### Text passage ###

A potato house is a structure built for the storage of harvested potatoes or sweet potatoes. Such buildings were common in Sussex County, Delaware, and adjoining areas of Delaware, and Maryland in the early 20th century, when sweet potato production was at its local peak.

Similar structures were used in Maine to store potatoes.

==Delaware==
The potato houses in Delaware were typically two-story wood-frame structures, of tall and narrow proportions, heated in winter with a coal or wood stove. Potatoes were stored from October through February, requiring a constant temperature of 50 degrees Fahrenheit. The potato houses were constructed to allow the free circulation of air among the stored crop, sometimes employing gaps between the bins and the exterior walls or at the floor level. The tall, narrow proportions of the houses encouraged circulation. Windows were typically provided at the top of the house to allow ventilation if temperatures rose too high. Multiple layers of siding, the use of red rosin paper for sealing against drafts, and sometimes the use of sawdust as insulation were other measures to safeguard the crop.

### Data for review ###

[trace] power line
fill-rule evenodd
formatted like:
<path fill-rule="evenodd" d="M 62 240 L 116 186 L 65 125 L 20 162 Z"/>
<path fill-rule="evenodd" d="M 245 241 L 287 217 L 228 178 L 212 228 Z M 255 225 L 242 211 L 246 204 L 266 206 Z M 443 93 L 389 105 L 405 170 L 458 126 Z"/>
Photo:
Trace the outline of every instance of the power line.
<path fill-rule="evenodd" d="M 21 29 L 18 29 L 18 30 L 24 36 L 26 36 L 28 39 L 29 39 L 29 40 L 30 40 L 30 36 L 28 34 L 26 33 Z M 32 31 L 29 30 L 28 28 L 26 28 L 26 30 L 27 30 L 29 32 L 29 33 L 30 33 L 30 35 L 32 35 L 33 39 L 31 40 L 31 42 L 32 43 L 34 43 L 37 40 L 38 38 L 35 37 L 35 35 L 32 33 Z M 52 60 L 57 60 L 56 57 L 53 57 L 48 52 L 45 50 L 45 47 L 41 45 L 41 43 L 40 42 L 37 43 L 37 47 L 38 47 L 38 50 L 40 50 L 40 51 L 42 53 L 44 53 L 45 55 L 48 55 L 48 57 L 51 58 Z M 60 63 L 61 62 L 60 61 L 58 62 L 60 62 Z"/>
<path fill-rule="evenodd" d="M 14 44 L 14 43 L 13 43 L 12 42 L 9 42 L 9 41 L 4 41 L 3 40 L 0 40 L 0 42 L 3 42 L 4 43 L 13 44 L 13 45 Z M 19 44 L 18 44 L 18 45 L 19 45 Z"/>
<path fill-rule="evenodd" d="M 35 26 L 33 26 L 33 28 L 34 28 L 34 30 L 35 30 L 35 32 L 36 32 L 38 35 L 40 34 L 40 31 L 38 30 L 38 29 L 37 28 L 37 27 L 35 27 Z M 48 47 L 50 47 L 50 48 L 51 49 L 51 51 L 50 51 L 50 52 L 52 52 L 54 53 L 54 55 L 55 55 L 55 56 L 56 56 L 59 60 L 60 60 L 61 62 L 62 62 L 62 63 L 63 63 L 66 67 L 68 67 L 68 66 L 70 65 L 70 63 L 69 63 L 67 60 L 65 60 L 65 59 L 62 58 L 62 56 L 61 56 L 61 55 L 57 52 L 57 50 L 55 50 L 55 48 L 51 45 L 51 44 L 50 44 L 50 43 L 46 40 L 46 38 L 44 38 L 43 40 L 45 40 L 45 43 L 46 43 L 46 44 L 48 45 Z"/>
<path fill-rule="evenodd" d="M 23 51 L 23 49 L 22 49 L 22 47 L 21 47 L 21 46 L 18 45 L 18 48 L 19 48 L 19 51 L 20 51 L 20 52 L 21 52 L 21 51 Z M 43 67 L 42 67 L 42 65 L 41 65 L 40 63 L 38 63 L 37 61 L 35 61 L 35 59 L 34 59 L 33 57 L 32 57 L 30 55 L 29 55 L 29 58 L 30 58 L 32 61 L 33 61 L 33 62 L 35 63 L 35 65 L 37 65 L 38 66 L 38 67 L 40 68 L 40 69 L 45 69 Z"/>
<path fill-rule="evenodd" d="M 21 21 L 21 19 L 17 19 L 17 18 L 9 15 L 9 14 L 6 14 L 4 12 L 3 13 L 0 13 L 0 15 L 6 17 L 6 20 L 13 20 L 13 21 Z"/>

###

### [Using the information]
A: List every U.S. state named in the text on potato houses.
B: Answer these questions from the potato house text, marking each answer with the same numeral as its question.
(i) In what period were potato houses common in Sussex County and nearby areas?
(ii) During which months were potatoes stored in the Delaware houses?
(iii) What constant temperature did the stored potatoes require?
C: Continue the text on potato houses from its last sentence.

### [Answers for the exercise]
A: Delaware, Maryland, Maine

B:
(i) The early 20th century
(ii) October through February
(iii) 50 degrees Fahrenheit

C:
In general, potato houses were two stories tall, with gable roofs aligned with the long axis. The entrances were through the gable ends, with doors at the first and second floors in the front with an attic window for ventilation in the gables. Rear elevations usually featured a door at the first floor and windows at the second floor and gable. Side elevations were generally plain, with shuttered windows or doors. Openings fit tightly. While two-story elevations were typical, 1-1/2 to three-story houses existed.

Most potato houses have been demolished or have been converted to other uses. A number of surviving potato houses has been listed on the National Register of Historic Places.

==Maine==
As the cultivation of potatoes expanded in the upper Saint John valley, harvested potatoes were stored in adapted barns, typically low Acadian barns, or in the basements of houses. More intense cultivation brought more draft animals, and changes to Maine barns and storage. Purpose-built potato barns were built into hillsides, ideally near a railroad for easy shipment.